Uomini d’altri tempi: mio padre ciabattino (M.T. Scianni)

L’Associazione “Progetto Centola”, ha dedicato il calendario 2020 agli “Artigiani e Antichi Mestieri”, ricordandoli attraverso foto e documenti. Le fotografie postate mostrano il frontespizio e la pagina che si riferisce al mese di gennaio con le immagini delle singole foto pubblicate anche a parte per una loro migliore visione. Con la pubblicazione del calendario, si è inteso porre l’accento su come il sapere, alla base delle attività artigianali, sia un “bene culturale immateriale” da conservare nella memoria e da portare a conoscenza dei giovani affinché lo trasmettano a quelli che seguiranno.
Qui di seguito è riportato lo scritto di Maria Teresa Scianni dal titolo: “Uomini di altri tempi … mio padre ciabattino”.

Prof. Ezio Martuscelli, Presidente Ass. “Progetto Centola”

Uomini di altri tempi … Mio padre ciabattino

Maria Teresa Scianni
(Associazione Progetto Centola)

Scianni Giuseppe (nato il 02/02/1914) figlio di Francescantonio e di Riccio Marianna, secondogenito di sei figli vivi e di sei morti.
Calzolaio per tutta la vita; cominciò dopo il servizio di leva, compiuto a La Spezia, mestiere che praticò fino al giorno prima di morire (07/10/1995). Si definiva “artista” e l’era a tutti gli effetti … realizzava a mano un paio di scarpe in due giorni, cominciava col prendere la misura e continuava con lo schizzo del modello per proseguire, poi, con la lavorazione delle tomaie e delle suole, con la misurazione e con la cucitura, a mano, dei vari pezzi creati da lui. Era profondamente innamorato del suo lavoro e sempre soddisfatto di ciò che realizzava, anche se ha sempre spinto i propri figli a studiare e non ha mai voluto che facessero il suo lavoro, sostenendo che non era riconosciuto il valore di ciò che egli faceva.

= COMPITI ASSEGNATI =
1 - Rispondi a queste domande sul brano:
(a) A chi ha dedicato il calendario 2020 l'Associazione “Progetto Centola”?
(b) Dove fece il servizio di leva Giuseppe Scianni?
(c) Quanti giorni gli servivano per fare a mano un paio di scarpe?
2 - Copia il brano dalle parole “Calzolaio per tutta” fino alle parole “che egli faceva.” comprese.

= MATERIALE FORNITO =

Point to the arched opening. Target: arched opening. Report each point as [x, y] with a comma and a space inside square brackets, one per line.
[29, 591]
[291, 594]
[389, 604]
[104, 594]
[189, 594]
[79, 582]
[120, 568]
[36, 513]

= RISPOSTE PER COMPITO =
1 -
(a) Agli “Artigiani e Antichi Mestieri”.
(b) A La Spezia.
(c) Due giorni.

2 -
Calzolaio per tutta la vita; cominciò dopo il servizio di leva, compiuto a La Spezia, mestiere che praticò fino al giorno prima di morire (07/10/1995). Si definiva “artista” e l’era a tutti gli effetti … realizzava a mano un paio di scarpe in due giorni, cominciava col prendere la misura e continuava con lo schizzo del modello per proseguire, poi, con la lavorazione delle tomaie e delle suole, con la misurazione e con la cucitura, a mano, dei vari pezzi creati da lui. Era profondamente innamorato del suo lavoro e sempre soddisfatto di ciò che realizzava, anche se ha sempre spinto i propri figli a studiare e non ha mai voluto che facessero il suo lavoro, sostenendo che non era riconosciuto il valore di ciò che egli faceva.